## Documento di partenza
La protesta degli studenti a Genova: "Negozi aperti e scuole chiuse, perché?"
di Alessandro Bacci
Decine di giovani in piazza De Ferrari: "Vogliamo tornare a scuola e alle nostre abitudini". I professori: "I ragazzi sono stanchissimi della dad"
Gli studenti genovesi tornano a farsi sentire con una manifestazione in piazza De Ferrari. Da quasi un anno a causa della pandemia la scuola vive nell'incertezza. I ragazzi si sentono abbandonati, senza soluzioni reali per arginare la didattica a distanza, un metodo di insegnamento che all'unanimità sembra considerato insufficiente per un corretto insegnamento. I legami umani delle classi sembrano ormai solo un lontano ricordo e fa effetto vedere i ragazzi armati di smartphone o pc per seguire una lezione con le cuffiette nelle orecchie e la sensazione di alienazione dal resto del mondo.
"Siamo in piazza per tutti gli studenti, per il futuro della scuola - afferma Lucia Piccolo portavoce del coordinamento studentesco 16cento - Vogliamo tornare a scuola e alle nostre abitudini. C'è una grande percentuale di studenti che abbandoneranno la scuola, ci sono fattori psicologici, l'aumento dell'uso di droga e alcol. Siamo stati abbandonati dalle istituzioni, noi vogliamo che sia garantito il diritto dalle istituzioni. Siamo consci che in caso di un aumento dei contagi la prima cosa che sarà tolta è la scuola. Ci sono cose che la didattica a distanza non può dare, in dieci mesi nulla è stato fatto. Noi vogliamo delle soluzioni, devono essere presi in considerazione tanti fattori. Se hanno aperto i negozi e le fabbriche, anche in lockdown, perchè le scuole non possono essere aperte in sicurezza?! Sicuramente anche il 25% di presenza, turnare gli studenti... In questo momento riunire gli studenti in piazza è più diffcile, noi siamo qua anche per gli studenti che non ci sono e che sono in difficoltà in questo momento."

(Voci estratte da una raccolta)

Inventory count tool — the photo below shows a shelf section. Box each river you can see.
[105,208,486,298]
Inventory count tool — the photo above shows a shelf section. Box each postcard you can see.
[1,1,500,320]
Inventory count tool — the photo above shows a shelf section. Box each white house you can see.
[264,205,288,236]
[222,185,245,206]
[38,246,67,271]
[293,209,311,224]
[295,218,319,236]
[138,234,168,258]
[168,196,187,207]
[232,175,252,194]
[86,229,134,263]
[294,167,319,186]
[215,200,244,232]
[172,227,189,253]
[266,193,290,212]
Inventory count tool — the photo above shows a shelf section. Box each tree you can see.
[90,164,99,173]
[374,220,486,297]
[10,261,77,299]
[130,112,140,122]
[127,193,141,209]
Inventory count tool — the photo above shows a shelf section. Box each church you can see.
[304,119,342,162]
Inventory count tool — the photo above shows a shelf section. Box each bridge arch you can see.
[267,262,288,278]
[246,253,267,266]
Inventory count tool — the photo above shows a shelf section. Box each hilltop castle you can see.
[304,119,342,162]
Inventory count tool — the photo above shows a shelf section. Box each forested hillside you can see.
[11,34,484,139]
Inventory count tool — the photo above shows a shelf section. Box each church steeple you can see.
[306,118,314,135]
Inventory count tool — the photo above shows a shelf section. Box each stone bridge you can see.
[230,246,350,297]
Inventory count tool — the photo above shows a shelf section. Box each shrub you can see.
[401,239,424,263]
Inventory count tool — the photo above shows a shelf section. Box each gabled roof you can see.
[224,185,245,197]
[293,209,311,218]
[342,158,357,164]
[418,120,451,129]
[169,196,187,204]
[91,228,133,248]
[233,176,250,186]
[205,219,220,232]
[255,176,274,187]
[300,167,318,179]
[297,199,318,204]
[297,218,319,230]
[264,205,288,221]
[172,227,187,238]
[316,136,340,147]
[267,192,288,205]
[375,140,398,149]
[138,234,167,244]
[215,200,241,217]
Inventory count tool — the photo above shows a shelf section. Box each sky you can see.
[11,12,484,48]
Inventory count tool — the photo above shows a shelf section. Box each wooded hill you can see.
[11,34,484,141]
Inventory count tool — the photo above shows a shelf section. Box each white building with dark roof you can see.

## Compito assegnato 1
Che ruolo ha Lucia Piccolo secondo l'articolo sulla protesta degli studenti a Genova?
## Compito assegnato 2
Per ognuna di queste affermazioni, indica se è d'accordo con l'articolo sulla protesta degli studenti a Genova. Rispondi sì o no e riporta le parole dell'articolo che lo dimostrano.
(a) La manifestazione si è tenuta in piazza De Ferrari.
(b) Secondo Lucia Piccolo, in dieci mesi sono state prese molte misure per la scuola.
(c) Lucia Piccolo dice che gli studenti sono in piazza anche per chi non è presente.
## Compito assegnato 3
Prosegui l'articolo sulla protesta degli studenti a Genova a partire dall'ultima frase riportata.

## Risposta attesa 1
È la portavoce del coordinamento studentesco 16cento.

## Risposta attesa 2
(a) Sì: "con una manifestazione in piazza De Ferrari".
(b) No: "in dieci mesi nulla è stato fatto".
(c) Sì: "noi siamo qua anche per gli studenti che non ci sono".

## Risposta attesa 3
Il freddo non ha fermato gli studenti, riprendere le lezioni in presenza è troppo importante per la formazione scolastica e umana dei giovani. Una protesta supportata anche dai professori che dopo anni di lavoro hanno dovuto fronteggiare la didattica a distanza con enormi difficoltà.
"I ragazzi sono stanchissimi della dad - spiega Fabio Contu, professore di italiano e storia - sono stanchi di non poter avere rapporti tra di loro e potersi interfacciare con noi. Con la dad hai anche meno tempo perchè c'è anche il diritto alla disconnessione. La dad distrugge il rapporto umano e pone il problema dell'esclusione dei più fragili. Quelli si perdono immediatamente, hanno bisogno di una didattica in presenza. Sono stati spesi 350 milioni di euro per i banchi a rotelle, io dico perchè non sono stati spesi per ristrutturare edifici scolastici per dare più spazi ai ragazzi. L'assembramento è dovuto alle classe pollaio, io ho una quarta di 30 alunni non è possibile fare lezione neanche in presenza. Le scuole primarie e secondarie vanno in presenza, perchè lì non scoppiano focolai? Evidentemente le misure si possono tenere in presenza, il problema è che bisogna avere un'idea di scuola come luogo di formazione e non solo di contebnimento. Elementari e medie sono aperte perchè le persone non sanno dove lasciare il figlio, alle superiori i ragazzi possono stare a casa da soli."